### What is asked
Lines from the one containing "short brown hair in the photo above." through the last line of the data are to be repeated word for word, both ends included.

[START OF Records to use]

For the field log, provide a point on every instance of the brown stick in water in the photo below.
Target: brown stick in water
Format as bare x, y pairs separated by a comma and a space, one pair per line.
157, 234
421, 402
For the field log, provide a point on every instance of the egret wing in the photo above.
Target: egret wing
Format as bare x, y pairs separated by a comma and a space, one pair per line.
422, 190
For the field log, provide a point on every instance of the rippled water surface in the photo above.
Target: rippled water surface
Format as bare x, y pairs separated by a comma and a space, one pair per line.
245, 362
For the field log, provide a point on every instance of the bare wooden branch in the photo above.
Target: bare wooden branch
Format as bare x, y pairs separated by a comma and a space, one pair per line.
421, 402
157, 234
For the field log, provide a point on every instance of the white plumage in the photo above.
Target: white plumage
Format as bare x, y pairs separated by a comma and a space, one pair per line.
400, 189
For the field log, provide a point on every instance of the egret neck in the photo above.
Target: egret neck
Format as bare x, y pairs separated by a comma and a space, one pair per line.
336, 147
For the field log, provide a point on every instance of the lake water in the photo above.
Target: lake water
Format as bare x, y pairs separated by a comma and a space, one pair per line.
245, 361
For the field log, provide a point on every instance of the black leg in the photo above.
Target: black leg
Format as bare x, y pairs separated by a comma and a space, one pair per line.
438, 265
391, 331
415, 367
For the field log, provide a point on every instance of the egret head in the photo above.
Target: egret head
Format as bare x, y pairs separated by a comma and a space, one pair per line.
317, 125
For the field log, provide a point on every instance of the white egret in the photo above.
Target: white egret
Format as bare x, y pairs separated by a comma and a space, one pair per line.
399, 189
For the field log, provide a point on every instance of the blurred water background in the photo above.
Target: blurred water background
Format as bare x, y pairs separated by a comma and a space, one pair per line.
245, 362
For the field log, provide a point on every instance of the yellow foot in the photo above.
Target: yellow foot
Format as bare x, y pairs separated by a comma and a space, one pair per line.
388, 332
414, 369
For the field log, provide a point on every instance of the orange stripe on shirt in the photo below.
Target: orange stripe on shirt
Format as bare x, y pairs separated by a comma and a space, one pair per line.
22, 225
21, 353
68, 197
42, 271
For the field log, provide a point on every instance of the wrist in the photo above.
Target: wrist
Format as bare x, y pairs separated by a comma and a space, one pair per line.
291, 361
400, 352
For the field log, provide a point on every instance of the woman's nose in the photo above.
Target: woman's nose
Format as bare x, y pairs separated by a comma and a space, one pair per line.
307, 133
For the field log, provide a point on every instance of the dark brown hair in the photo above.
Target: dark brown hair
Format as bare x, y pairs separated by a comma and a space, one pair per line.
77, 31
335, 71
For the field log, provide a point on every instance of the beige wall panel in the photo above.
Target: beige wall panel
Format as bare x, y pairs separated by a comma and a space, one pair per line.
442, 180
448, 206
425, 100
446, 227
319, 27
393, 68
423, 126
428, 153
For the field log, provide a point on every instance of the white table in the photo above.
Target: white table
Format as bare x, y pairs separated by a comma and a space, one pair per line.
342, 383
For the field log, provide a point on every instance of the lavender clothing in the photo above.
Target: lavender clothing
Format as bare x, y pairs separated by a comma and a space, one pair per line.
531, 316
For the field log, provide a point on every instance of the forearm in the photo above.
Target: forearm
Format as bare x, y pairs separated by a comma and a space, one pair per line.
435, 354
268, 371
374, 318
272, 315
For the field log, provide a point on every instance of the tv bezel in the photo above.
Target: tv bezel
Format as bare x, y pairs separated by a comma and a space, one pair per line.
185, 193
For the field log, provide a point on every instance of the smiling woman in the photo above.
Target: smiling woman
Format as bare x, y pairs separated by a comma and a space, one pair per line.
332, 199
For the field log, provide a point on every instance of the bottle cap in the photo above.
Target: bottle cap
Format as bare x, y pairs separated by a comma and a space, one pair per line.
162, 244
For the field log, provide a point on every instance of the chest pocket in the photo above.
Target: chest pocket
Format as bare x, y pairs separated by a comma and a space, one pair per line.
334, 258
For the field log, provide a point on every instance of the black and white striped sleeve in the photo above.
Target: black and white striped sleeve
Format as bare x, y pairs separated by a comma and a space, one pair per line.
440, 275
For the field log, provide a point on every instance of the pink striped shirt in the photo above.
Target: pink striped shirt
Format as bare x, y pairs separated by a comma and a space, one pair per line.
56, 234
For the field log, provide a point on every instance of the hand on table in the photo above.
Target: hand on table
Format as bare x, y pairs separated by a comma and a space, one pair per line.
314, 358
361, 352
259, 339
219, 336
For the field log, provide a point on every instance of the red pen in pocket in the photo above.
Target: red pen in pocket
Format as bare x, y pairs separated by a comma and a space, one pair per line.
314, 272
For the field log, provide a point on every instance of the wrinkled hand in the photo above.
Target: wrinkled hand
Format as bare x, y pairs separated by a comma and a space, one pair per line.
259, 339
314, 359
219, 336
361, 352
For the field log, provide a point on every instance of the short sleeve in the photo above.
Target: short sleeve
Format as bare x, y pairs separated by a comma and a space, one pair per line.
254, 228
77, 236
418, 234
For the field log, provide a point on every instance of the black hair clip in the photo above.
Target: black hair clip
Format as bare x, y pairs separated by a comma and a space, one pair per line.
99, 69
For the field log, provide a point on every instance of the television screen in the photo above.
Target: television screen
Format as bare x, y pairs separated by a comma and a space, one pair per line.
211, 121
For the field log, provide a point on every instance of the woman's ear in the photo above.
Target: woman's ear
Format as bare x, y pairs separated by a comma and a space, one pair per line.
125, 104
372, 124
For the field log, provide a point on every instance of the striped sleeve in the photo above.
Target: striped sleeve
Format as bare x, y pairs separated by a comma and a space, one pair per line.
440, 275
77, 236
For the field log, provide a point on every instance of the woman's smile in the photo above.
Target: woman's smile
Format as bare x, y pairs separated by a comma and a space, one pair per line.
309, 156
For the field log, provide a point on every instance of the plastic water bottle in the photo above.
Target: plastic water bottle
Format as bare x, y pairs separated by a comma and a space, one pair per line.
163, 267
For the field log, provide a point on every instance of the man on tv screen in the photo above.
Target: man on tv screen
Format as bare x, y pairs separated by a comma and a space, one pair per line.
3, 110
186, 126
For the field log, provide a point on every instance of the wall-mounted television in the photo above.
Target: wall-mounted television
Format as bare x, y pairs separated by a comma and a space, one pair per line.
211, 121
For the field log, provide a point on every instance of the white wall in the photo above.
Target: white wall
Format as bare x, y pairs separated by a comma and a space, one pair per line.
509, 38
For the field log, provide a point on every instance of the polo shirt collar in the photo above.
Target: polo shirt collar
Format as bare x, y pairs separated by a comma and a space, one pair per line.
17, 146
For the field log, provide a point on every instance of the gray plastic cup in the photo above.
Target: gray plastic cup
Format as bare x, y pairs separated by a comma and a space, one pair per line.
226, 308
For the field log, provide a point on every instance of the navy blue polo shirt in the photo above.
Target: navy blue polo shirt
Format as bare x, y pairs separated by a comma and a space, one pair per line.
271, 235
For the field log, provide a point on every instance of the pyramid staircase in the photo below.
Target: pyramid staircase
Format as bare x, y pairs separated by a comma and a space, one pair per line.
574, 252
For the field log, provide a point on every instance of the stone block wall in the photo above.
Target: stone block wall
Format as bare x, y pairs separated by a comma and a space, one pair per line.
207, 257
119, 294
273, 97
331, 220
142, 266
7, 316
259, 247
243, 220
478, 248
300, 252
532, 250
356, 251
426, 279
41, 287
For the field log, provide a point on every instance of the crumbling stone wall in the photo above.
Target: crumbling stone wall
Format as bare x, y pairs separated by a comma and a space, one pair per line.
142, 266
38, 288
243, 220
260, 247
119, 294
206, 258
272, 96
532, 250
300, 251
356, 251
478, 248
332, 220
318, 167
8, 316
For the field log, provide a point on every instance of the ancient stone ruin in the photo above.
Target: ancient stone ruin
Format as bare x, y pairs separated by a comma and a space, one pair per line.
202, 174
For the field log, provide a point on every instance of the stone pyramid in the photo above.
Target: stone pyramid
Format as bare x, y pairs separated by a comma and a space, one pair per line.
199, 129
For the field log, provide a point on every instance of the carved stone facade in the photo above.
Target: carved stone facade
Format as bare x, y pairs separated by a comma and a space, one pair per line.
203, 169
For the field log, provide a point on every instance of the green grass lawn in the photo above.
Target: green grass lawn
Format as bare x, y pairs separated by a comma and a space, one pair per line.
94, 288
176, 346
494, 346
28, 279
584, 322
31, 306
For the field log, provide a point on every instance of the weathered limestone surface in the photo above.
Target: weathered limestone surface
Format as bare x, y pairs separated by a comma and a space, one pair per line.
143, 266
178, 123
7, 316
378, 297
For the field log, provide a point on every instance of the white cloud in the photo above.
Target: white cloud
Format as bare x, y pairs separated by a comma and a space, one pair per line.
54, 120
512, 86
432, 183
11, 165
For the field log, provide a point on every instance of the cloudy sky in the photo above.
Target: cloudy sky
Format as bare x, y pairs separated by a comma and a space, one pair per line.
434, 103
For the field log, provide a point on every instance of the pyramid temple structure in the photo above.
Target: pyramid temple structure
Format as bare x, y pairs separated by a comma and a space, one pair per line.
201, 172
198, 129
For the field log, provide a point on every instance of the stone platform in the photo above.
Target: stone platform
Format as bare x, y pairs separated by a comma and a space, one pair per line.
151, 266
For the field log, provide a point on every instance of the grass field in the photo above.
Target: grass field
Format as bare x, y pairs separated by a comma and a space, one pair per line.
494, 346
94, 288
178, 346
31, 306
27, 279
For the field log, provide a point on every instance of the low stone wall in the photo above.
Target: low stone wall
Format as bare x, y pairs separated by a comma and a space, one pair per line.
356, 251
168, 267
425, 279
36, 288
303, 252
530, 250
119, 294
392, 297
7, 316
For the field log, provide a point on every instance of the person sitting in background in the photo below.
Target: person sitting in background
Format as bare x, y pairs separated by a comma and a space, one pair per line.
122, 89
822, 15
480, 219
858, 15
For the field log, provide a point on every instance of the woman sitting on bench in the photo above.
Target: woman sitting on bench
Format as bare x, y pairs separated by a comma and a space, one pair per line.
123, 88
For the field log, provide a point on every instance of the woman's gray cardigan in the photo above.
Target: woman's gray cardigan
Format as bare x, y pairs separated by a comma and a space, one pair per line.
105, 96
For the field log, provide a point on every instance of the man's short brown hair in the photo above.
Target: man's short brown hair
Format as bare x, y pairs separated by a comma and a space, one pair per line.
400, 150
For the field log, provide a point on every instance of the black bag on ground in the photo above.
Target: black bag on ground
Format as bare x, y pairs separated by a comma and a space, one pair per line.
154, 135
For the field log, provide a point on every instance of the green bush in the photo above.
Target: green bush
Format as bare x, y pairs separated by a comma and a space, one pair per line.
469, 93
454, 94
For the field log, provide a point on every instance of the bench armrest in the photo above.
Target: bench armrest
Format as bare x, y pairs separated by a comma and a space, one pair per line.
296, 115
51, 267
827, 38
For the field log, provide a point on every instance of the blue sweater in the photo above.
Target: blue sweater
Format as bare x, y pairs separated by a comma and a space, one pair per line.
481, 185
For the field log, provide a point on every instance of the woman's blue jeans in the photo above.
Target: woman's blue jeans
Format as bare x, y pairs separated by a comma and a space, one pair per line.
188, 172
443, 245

[END OF Records to use]

### Answer to the exercise
For the field log, provide a point on every instance of the man's short brown hair in the photo above.
Target: man's short brown hair
Format as bare x, y pairs separated by a comma and a space, one pair per line.
400, 150
For the field log, provide a point on every instance of the black bag on ground in the photo above.
Target: black bag on ground
Format as bare x, y pairs separated by a comma and a space, one pair per line.
154, 135
For the field log, provide a point on every instance of the green bush in the photo above.
Target: green bush
Format as bare x, y pairs separated by a comma and a space, one pair per line.
469, 93
454, 94
For the field log, provide a point on every instance of the bench armrest in the photo above.
Target: bench armrest
Format as bare x, y pairs separated by a comma and a space, one pair per line.
296, 115
51, 267
827, 38
For the field log, provide a point on every instance of the blue sweater in the photo above.
Target: blue sweater
Format as bare x, y pairs separated by a comma and a space, one pair per line.
481, 185
For the field log, provide a point on every instance of the woman's blue jeans in the photo above.
Target: woman's blue jeans
Format as bare x, y pairs separated by a comma and a space, one pair per line.
188, 172
443, 245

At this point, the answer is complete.